> **SET EXERCISE**: Reproduce verbatim everything in the data below from the line containing "the blue jeans" down to the line containing "[[1015, 21], [1123, 85], [921, 176]]", including both of those lines.

----

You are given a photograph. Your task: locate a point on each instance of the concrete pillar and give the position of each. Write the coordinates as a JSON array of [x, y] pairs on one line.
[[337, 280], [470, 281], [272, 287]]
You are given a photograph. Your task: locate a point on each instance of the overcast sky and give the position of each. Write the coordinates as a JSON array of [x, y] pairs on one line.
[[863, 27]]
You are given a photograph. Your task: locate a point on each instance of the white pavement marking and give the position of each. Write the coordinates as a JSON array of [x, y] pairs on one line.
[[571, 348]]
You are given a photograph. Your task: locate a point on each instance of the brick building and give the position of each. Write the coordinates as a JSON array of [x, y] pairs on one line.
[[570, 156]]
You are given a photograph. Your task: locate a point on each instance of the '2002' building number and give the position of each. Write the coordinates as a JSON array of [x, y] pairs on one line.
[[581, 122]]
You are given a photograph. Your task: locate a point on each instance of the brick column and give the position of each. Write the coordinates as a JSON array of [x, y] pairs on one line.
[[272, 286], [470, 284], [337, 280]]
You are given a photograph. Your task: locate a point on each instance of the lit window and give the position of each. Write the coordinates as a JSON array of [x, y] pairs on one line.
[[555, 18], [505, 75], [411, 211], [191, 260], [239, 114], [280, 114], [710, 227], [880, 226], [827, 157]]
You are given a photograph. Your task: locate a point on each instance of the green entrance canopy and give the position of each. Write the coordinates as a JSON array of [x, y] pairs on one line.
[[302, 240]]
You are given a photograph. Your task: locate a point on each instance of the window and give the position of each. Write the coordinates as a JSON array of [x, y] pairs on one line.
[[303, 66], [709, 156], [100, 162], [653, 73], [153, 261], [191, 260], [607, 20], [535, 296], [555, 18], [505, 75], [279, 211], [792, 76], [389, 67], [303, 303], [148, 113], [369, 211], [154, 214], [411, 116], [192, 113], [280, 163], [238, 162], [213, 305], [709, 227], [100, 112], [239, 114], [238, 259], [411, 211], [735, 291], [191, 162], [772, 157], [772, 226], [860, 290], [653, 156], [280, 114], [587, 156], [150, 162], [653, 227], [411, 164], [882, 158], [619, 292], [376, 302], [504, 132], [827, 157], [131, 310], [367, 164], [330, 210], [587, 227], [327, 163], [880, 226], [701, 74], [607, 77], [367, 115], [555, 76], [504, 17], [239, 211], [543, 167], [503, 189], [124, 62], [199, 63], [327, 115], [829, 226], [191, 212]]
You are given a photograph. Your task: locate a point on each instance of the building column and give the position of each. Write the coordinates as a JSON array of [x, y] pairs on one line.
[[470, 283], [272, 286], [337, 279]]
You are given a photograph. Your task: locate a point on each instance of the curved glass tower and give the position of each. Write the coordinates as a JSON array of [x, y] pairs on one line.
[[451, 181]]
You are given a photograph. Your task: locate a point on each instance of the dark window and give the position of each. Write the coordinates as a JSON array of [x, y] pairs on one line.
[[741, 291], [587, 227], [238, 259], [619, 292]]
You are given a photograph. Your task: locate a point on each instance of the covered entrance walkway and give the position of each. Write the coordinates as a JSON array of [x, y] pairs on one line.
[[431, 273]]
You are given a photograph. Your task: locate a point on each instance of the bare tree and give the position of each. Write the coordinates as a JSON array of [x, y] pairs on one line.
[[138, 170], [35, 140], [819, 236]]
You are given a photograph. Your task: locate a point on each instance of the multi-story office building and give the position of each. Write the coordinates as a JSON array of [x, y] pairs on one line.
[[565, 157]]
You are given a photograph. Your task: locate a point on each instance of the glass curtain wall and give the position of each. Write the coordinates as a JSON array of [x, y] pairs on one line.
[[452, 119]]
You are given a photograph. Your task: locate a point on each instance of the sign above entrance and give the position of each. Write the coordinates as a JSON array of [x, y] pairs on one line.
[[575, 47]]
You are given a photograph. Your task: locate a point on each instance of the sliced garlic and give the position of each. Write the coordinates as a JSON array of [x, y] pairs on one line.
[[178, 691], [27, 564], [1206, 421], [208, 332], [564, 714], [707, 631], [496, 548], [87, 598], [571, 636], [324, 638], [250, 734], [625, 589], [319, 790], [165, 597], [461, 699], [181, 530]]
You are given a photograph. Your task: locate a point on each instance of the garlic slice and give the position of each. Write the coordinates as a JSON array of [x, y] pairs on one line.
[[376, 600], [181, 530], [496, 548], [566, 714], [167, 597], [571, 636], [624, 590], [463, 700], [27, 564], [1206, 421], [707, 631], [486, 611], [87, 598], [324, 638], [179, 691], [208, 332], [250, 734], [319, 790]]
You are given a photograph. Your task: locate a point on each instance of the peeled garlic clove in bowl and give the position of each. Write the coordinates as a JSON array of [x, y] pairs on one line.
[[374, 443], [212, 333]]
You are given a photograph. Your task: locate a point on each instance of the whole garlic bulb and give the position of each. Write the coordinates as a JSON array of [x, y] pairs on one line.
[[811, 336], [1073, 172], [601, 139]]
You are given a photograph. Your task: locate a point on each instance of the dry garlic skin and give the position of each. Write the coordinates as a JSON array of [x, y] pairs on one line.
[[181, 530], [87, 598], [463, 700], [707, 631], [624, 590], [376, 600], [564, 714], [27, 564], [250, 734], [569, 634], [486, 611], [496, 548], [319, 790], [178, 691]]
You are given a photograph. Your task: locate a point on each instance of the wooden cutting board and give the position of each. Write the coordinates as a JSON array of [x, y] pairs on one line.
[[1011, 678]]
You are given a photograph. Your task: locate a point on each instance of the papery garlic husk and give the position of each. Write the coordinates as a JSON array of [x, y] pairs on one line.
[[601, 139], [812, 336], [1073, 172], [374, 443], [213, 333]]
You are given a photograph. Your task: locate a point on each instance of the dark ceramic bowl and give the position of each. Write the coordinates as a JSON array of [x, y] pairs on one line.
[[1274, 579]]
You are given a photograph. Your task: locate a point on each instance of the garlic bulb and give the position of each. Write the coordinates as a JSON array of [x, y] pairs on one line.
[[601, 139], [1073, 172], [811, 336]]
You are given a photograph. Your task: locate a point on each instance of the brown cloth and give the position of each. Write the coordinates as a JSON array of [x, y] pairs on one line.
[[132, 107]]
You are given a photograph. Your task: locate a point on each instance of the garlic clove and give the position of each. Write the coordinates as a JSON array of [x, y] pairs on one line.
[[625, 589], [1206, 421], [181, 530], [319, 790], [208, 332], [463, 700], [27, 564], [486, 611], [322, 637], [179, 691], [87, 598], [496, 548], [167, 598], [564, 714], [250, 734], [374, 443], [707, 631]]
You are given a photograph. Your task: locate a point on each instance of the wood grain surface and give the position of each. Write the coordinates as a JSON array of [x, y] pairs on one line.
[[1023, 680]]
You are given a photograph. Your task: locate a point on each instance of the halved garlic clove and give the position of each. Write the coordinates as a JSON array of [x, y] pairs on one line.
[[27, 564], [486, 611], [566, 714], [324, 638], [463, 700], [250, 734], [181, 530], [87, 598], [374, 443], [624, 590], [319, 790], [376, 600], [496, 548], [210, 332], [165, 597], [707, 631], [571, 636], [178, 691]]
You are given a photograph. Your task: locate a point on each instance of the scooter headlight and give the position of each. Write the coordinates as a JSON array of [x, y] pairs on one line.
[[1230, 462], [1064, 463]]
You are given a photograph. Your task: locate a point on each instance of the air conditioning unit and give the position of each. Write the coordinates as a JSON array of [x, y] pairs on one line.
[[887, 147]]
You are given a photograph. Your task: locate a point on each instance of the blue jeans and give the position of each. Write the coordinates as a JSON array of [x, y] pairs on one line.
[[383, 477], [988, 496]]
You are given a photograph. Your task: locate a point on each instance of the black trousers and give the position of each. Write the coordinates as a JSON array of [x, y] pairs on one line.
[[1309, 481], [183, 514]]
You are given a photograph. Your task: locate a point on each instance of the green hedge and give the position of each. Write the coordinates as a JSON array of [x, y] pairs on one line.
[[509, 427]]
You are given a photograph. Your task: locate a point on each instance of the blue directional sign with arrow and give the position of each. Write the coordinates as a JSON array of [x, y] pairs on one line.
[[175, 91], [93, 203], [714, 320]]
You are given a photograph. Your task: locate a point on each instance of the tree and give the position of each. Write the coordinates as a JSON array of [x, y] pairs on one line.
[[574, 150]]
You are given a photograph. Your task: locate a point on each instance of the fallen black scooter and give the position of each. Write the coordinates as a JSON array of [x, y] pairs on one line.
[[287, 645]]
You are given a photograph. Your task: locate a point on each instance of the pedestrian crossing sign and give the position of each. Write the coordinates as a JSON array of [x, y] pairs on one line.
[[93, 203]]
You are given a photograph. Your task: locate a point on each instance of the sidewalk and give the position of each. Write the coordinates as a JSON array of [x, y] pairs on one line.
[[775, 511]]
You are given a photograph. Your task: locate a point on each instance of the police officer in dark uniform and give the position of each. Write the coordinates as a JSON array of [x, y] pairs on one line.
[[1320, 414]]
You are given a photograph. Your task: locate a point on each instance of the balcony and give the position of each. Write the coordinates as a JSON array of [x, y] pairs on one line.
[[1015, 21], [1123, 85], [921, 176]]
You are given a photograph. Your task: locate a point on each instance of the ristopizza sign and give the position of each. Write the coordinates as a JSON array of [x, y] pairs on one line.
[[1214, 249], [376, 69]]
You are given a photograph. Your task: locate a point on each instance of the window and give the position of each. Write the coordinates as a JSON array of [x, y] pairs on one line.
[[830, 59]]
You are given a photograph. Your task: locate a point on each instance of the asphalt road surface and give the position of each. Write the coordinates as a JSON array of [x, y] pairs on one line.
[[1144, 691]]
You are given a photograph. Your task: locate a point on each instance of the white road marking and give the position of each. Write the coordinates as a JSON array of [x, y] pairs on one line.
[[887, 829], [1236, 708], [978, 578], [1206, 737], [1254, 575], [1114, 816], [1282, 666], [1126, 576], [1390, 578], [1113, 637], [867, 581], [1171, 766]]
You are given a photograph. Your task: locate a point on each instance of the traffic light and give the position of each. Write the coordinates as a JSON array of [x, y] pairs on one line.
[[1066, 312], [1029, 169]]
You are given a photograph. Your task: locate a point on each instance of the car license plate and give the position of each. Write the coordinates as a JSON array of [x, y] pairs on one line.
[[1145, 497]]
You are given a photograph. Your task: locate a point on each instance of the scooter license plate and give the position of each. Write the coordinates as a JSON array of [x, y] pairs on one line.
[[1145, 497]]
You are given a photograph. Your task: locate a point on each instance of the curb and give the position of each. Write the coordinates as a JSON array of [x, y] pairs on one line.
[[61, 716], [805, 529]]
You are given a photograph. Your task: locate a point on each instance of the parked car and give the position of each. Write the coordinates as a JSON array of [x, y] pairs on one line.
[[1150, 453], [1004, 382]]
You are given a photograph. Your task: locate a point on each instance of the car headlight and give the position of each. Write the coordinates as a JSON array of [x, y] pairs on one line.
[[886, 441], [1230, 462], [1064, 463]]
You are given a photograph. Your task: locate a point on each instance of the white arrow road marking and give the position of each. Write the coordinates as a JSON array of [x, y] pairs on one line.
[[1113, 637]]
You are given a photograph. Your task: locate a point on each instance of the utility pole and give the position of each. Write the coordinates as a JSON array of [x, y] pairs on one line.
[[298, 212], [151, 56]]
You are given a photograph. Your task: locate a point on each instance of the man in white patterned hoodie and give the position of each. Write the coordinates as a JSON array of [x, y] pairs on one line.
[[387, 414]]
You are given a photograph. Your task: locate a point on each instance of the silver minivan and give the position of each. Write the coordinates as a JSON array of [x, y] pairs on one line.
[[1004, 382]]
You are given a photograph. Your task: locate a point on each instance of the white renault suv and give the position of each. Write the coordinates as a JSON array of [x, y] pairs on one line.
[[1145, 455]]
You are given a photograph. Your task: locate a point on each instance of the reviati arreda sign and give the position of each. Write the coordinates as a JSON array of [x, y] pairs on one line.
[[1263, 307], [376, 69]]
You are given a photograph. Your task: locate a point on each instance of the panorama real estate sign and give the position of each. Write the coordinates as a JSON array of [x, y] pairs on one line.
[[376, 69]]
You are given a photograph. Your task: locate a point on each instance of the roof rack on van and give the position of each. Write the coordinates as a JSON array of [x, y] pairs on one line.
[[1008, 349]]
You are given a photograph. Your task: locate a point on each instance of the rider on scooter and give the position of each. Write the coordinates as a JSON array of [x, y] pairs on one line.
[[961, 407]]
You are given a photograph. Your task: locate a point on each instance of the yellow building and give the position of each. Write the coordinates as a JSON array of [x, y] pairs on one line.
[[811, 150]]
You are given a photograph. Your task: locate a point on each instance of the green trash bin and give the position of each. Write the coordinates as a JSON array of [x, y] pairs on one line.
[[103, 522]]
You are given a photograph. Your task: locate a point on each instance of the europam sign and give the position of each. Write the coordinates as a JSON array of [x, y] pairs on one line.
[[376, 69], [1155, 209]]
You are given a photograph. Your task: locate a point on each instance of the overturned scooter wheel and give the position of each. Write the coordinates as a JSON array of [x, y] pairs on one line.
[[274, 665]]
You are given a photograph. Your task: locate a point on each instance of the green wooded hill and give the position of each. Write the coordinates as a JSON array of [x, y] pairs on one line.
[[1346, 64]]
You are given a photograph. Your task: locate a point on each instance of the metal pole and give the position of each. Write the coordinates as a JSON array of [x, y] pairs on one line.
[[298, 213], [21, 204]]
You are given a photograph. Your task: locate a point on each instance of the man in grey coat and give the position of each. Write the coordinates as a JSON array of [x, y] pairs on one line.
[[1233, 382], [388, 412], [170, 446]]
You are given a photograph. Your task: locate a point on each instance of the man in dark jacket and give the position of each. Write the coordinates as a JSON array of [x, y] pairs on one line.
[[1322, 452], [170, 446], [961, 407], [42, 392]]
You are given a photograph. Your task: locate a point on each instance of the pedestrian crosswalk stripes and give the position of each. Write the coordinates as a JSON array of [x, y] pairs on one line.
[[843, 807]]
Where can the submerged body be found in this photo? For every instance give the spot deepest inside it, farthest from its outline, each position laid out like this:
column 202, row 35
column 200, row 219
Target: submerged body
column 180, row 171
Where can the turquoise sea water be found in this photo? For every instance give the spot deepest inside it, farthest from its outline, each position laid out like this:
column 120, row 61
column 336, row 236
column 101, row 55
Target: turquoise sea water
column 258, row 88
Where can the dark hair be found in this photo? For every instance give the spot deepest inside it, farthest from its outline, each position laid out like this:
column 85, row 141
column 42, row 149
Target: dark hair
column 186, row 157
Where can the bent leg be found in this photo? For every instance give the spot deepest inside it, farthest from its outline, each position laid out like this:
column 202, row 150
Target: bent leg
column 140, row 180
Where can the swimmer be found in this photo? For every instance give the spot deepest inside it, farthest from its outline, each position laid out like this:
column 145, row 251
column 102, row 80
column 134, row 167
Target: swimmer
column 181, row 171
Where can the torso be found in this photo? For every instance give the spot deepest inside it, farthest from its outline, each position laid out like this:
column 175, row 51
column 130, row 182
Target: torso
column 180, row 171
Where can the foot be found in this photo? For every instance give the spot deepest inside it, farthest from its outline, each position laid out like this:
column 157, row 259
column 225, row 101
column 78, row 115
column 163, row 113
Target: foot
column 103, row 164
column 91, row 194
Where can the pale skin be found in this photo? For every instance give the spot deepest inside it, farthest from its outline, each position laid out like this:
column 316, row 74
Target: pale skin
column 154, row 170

----

> **RESULT**:
You are given a photograph. Your task: locate a point on each instance of the blue jeans and give the position of each. Write the coordinates as a JSON array of [x, y] pairs on one line.
[[383, 477], [988, 496]]
You are given a photograph. Your task: locate a point on each instance of the black trousers and give the position of each. Write the coordinates as a JSON array of [x, y] pairs on one line.
[[1309, 481], [183, 514]]
You are given a photograph. Your task: locate a point on each instance of the green hedge and give the position of each. Write the coordinates as a JSON array of [x, y] pairs on one line.
[[509, 427]]
You are given a photograph. Your task: locate a point on each instance of the blue directional sign with arrow and give the position of each. Write the coordinates as a JSON array of [x, y] pairs on one line.
[[175, 91], [93, 203], [714, 320]]
You are given a photograph. Your task: locate a point on each instance of the tree and give the position of each. Write the coordinates as a JSON array of [x, y] pairs on one line.
[[574, 150]]
You are given a photograph. Your task: locate a point on each instance of the fallen black scooter and give the position of each. Write the coordinates as a JSON array of [x, y] pairs on one line.
[[287, 645]]
You are given a photograph. Your task: locate a point on each instance of the pedestrian crossing sign and give the position of each. Write the coordinates as a JSON array of [x, y] pairs on one line.
[[93, 203]]
You are given a photograph. Your task: locate a point on each instance of the sidewalk and give the position of each. Write the coordinates as a JSON array of [x, y] pairs on one line.
[[775, 511]]
You are given a photograph. Your task: locate a point on each instance of the police officer in dark uniform and give the position of each. Write the coordinates as a JSON array of [x, y] pairs on one line.
[[1320, 414]]
You are given a photograph. Your task: locate a point on each instance of the balcony and give the position of each. Write the coordinates as a JSON array of [x, y] pairs on one line.
[[1015, 21], [1123, 85], [921, 176]]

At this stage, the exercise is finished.